> **REQUIREMENT**
Copy each line from the records below in which the word "white" is found.

### DATA TO EXAMINE ###

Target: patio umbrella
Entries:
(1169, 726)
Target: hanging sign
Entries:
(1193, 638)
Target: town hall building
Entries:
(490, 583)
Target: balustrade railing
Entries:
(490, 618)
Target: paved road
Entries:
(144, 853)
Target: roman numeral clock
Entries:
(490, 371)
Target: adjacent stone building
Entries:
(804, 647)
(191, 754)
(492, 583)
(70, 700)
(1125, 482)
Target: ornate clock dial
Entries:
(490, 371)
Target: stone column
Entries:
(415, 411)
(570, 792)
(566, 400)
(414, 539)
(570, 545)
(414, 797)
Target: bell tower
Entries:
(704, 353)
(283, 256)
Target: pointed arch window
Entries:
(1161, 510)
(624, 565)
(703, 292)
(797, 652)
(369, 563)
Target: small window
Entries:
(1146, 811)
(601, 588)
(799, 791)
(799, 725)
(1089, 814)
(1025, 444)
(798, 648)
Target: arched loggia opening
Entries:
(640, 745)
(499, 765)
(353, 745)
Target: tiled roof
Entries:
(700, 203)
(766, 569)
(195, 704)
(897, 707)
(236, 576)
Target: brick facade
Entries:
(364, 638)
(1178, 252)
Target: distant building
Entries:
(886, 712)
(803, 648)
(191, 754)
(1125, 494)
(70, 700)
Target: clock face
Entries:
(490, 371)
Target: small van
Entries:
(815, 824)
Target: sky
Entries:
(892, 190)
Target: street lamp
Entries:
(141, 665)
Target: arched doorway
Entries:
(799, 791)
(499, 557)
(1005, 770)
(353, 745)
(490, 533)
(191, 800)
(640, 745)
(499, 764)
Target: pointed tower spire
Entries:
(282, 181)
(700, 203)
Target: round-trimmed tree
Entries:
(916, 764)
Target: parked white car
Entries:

###
### DATA TO EXAMINE ###

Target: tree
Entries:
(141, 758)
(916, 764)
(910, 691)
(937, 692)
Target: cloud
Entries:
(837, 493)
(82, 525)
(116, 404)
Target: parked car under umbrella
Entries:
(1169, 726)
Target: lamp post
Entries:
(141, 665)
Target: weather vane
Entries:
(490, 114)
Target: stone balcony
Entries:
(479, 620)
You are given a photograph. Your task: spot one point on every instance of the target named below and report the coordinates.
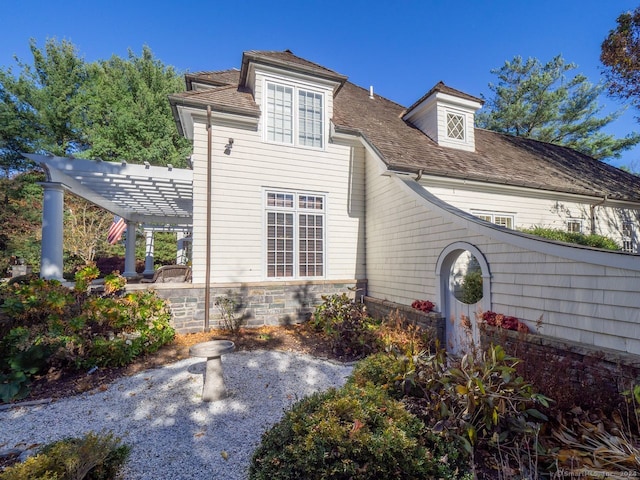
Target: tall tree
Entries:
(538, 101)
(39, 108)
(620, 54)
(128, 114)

###
### DATA TO EXAMINE ###

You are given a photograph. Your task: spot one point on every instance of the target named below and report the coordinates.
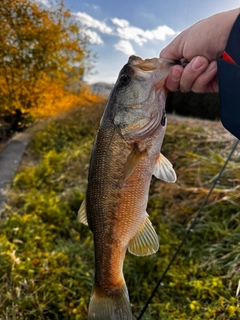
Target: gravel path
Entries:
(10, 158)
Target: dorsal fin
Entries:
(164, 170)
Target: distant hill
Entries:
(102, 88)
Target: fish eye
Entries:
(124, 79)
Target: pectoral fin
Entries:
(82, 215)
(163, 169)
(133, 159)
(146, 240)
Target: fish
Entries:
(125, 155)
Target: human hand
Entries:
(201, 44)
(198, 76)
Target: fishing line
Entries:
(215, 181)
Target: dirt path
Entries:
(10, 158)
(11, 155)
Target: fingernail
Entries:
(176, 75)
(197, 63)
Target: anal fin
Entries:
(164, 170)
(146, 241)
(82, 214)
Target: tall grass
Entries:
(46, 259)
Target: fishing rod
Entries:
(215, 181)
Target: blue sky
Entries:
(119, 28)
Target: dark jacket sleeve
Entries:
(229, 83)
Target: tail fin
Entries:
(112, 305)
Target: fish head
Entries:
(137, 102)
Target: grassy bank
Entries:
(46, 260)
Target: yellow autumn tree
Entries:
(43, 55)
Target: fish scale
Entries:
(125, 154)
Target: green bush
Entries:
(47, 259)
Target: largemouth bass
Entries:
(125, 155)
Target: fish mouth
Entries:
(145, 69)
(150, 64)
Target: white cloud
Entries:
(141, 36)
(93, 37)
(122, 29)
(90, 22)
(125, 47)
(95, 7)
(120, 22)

###

> **THE ANSWER**
Target: parked white car
Target: white cloud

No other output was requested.